» **What you need to do**
Can you extend the conversation below about helping mom clients build self connection, picking up right after its final line?

» **Quoted text**
....................

Okay, so that’s our number one, right? Those quick wins are valuable. Put out the fires. And one thing that I’ll also mention, some of you may be ready for more advanced certification. And also you can always check out my book in the Happy Mom Mindset. I talk a lot about quick wins. A lot of solution-focused stuff. And we do work on that book in the program too, but I just wanna mention that.
All right, next up, super important, as you are working with your mom clients is having an effective way of helping them with true deep self connection. So important. I’m like, I feel like I just wanna take a minute to just let that settle in. Do you have a powerful way of helping your client learn and create more self connection? Such a big deal.
Mikki Gardner: It’s game changer.
Molly Claire: Yeah. Yeah. You know, I definitely, I spend a significant amount of time with my coaches helping them with this concept in different frameworks, different ways. And it all has to start with us too, right?
The ways that we, as a coach, work on this as well impact how we’re able to do it for our clients, for sure.
Mikki Gardner: Absolutely.
Molly Claire: Yeah, and I would love to hear you speak to the ways that you’ve seen your methods of bringing self connection to your clients, how you see that impacting your clients in the work.
Mikki Gardner: Absolutely. So the conscious parenting framework is really consistent with every wisdom teaching, but it’s gaining awareness, right? That self-awareness, which is connection to self, so that you can then have agency. We all know the choices that are available to you, and then taking aligned action.
That’s the framework that I use, but it- the understanding of your choices available to you, and taking action are only available once we have awareness. And that awareness is really that connection to self and building that into a stronger muscle so that we can be able to make choices, make decisions, take aligned action, and get us where we wanna go.

....................

» **Dataset excerpts**
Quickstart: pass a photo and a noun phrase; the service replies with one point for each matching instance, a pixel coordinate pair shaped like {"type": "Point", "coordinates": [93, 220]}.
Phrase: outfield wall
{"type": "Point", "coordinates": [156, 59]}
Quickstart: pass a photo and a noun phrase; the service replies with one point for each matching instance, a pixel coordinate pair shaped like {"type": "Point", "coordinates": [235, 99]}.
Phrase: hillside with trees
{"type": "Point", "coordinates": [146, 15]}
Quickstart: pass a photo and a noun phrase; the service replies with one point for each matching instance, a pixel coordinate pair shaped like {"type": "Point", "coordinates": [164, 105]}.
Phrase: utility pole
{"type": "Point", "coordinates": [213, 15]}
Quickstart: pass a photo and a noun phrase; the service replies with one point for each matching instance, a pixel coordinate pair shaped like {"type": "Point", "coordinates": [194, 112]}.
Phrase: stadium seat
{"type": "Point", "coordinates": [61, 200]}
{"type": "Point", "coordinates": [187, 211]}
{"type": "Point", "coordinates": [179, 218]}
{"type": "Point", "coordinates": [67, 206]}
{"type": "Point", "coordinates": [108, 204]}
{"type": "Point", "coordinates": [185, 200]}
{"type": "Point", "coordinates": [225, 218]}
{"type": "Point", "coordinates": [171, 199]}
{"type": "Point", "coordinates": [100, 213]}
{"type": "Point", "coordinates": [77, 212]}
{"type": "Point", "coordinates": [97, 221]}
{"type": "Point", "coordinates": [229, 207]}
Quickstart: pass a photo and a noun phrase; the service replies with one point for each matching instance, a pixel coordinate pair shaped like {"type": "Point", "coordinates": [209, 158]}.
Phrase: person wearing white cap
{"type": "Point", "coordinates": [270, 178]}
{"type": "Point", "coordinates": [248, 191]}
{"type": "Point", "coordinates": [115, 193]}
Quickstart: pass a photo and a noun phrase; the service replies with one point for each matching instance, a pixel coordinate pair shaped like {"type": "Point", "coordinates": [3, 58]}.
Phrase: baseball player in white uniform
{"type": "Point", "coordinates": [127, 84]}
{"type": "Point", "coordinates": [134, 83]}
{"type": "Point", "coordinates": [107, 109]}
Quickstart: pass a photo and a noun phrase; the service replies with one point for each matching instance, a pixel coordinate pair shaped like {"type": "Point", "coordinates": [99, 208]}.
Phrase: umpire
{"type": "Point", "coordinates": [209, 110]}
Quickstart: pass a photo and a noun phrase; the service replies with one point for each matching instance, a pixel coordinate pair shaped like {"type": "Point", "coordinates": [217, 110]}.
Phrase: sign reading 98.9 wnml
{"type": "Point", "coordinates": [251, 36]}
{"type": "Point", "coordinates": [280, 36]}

....................

» **Response**
And so it all starts with awareness and self connection. And I always like to think of it as, you know, we talk a lot in the coaching space about the ‘know, like, trust’ form of marketing
Molly Claire: Right.
Mikki Gardner: The same thing for moms. They have to learn to know, like, and trust themselves for them to be able to show up the way they want.
Molly Claire: So brilliant. So true.
Mikki Gardner: So it’s the work we’re all doing all the time.
Molly Claire: Right. Right. So I think, yeah, I mean, the takeaway from that point is, are you well equipped? Do you have a method for helping your client to know, like, and trust themselves? Because all of that other work, that choice, that aligned action comes from that self knowing. And, and that self connection.
And I love this because as Mikki was talking in the advanced certification – of course, Mikki teaches a masterclass, some master classes in there. And then we also have the tapping emotion work and my methodologies of course, and I think it’s really beautiful how all of us can bring different modalities together. And really kind of not only see sometimes how they blend, but also understanding how to use these different approaches with different clients.
Mikki Gardner: Yeah. Yeah. And it’s not one size fits all on healing. There’s no – nobody looks back, you know, when we get sort of further down the road and can point to, well, often it’s not one thing, but it’s really the culmination of many things. And so to continue to have more and more tools and skills for you to be able to meet your client where they are and help guide them is crucial. Because we can’t just fit them into one process, one thing that’s gonna work. And so we have to really be willing and able to adapt.
Molly Claire: Yeah. Yeah, absolutely. Such a crucial point on the self connection. And I wanna, actually, this lends itself perfectly to talking about one of the other key points I wanted to address, which is adaptability. Because as we were just talking about the teachings and methods you bring to the program and what Melanie brings and what I bring and the ways that we can learn different options and practice them to be adaptable to our clients.
So let’s talk about it. Okay? If you work with moms in any capacity, how adaptable are you in your coaching style or ability to coach? I think some good questions to ask are, are you able to have a plan and shift as needed without losing focus in the work that you do? Because I think there’s a big difference between, I just kind of like, Flip and flop and go with whatever like hot issue is right there with my client, versus I’m staying the course with my client in the work that we’re doing and I’m able to address what’s coming up for them and stay in line with the work. That adaptability is, I think it’s such a big deal.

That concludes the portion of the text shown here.